[Position annotation lines]
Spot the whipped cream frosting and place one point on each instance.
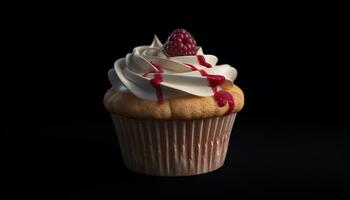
(179, 75)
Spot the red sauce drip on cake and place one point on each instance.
(221, 97)
(193, 68)
(202, 61)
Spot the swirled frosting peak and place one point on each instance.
(150, 74)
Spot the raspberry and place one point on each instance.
(180, 43)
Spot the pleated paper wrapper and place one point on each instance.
(174, 147)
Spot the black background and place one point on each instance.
(291, 139)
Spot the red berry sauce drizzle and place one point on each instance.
(202, 61)
(221, 97)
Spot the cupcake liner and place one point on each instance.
(174, 147)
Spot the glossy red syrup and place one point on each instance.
(193, 68)
(202, 61)
(221, 97)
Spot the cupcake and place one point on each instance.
(173, 107)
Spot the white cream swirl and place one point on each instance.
(179, 76)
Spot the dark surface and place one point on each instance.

• **What you are asked to do**
Copy out every one of the lines above word for word, leaving out the picture.

• **The completed task**
Spot the whipped cream frosting and place one point on each instance.
(179, 75)
Spot the red sauce drip on cake and place one point on each instance.
(221, 97)
(193, 68)
(202, 61)
Spot the swirled frosting peak and place one point on each instance.
(150, 74)
Spot the raspberry and place one point on each instance.
(180, 43)
Spot the pleated paper wrapper and place one point on each instance.
(174, 147)
Spot the black background and place one point on each instance.
(291, 139)
Spot the red berry sauce drizzle and place one point on each instance.
(202, 61)
(221, 97)
Spot the cupcake liner and place one point on each instance.
(174, 147)
Spot the glossy red syrup and place one point on each instance.
(193, 68)
(202, 61)
(221, 97)
Spot the cupcake and place one point on each instance.
(173, 107)
Spot the white cream swirl and place one point on each instance.
(179, 76)
Spot the dark surface and place one point on each instance.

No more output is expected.